» PAGE
==================================================

This equation describes the stationary deflection states of an elastic beam of a given length 1 (see [28]).

A novel aspect of the equation we studied is the presence of derivatives $x^{\prime },x^{″},x^{‴}$ in the second nonlinear term. To investigate the existence of solutions, we employed Schauder fixed-point theorem and the generalization of Arzelá–Ascoli theorem in [29] by using more general and straightforward conditions on the data functions. On the other hand, we provided some sufficient conditions on the nonlinear function to prove that there is no nontrivial solution of Equation (1).

2. Preliminaries and Lemmas

In this section, we provided the relevant notations and definition.

Let $E_1,E_2$ be two finite-dimensional Banach spaces equipped with the norms ${∥.∥}_1,$${∥.∥}_2$ respectively, and let $F\subset E_1$ be a compact subset. We denote the vector space of all functions from F to $E_2$ with the continuous third derivative by $C^3(F,E_2)$. This space is equipped with the norm $∥\phi ∥={\displaystyle \sum _{i=0}^3}{∥{\phi }^{\left(i\right)}∥}_{\infty }$ such that ${∥{\phi }^{\left(i\right)}∥}_{\infty }=\underset{x\in F}{sup}\{\parallel {\phi }^{\left(i\right)}{\parallel }_2\}$ such that ${\phi }^{\left(i\right)}$ is i-th derivative of the function $\phi$.

For our purposes, we need the following definition in $C^3(F,E_2)$.

Definition 1 

([29]). The family $G\subset C^3(F,E_2)$ is said to be equicontinuous if, for every $ϵ>0$, there exists $\delta >0$ such that ${∥{\phi }^{\left(i\right)}\left(t\right)-{\phi }^{\left(i\right)}\left(s\right)∥}_2<\epsilon$ for all $i\in \{0,1,2,3\},\phi \in G$, and for all $t,s\in F$, satisfying ${∥t-s∥}_1<\delta$.

The family $G\subset C^3(F,E_2)$ is said to be equibounded if there exists a positive constant L such that ${∥\phi \left(t\right)∥}_2\le L$ for all $\phi \in G$ and $t\in F$.

==================================================

» TASKS AND EXERCISES
a) In the beam equation excerpt, can you copy verbatim everything between "This equation describes" and "of Equation (1).", inclusive?
b) Answer these questions on the beam equation excerpt, one per line:
(i) What does the equation describe?
(ii) Which fixed-point theorem was used to investigate the existence of solutions?
(iii) Which letter names the positive constant in the definition of an equibounded family?
c) Which derivatives of x does the beam equation excerpt say appear in the second nonlinear term? List all of them.

» RECORDED INFORMATION
==================================================

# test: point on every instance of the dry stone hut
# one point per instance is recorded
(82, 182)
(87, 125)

==================================================

» EXERCISE RESULTS
a)
This equation describes the stationary deflection states of an elastic beam of a given length 1 (see [28]).

A novel aspect of the equation we studied is the presence of derivatives $x^{\prime },x^{″},x^{‴}$ in the second nonlinear term. To investigate the existence of solutions, we employed Schauder fixed-point theorem and the generalization of Arzelá–Ascoli theorem in [29] by using more general and straightforward conditions on the data functions. On the other hand, we provided some sufficient conditions on the nonlinear function to prove that there is no nontrivial solution of Equation (1).

b)
(i) The stationary deflection states of an elastic beam of a given length 1.
(ii) Schauder fixed-point theorem.
(iii) L.

c) x′, x″, x‴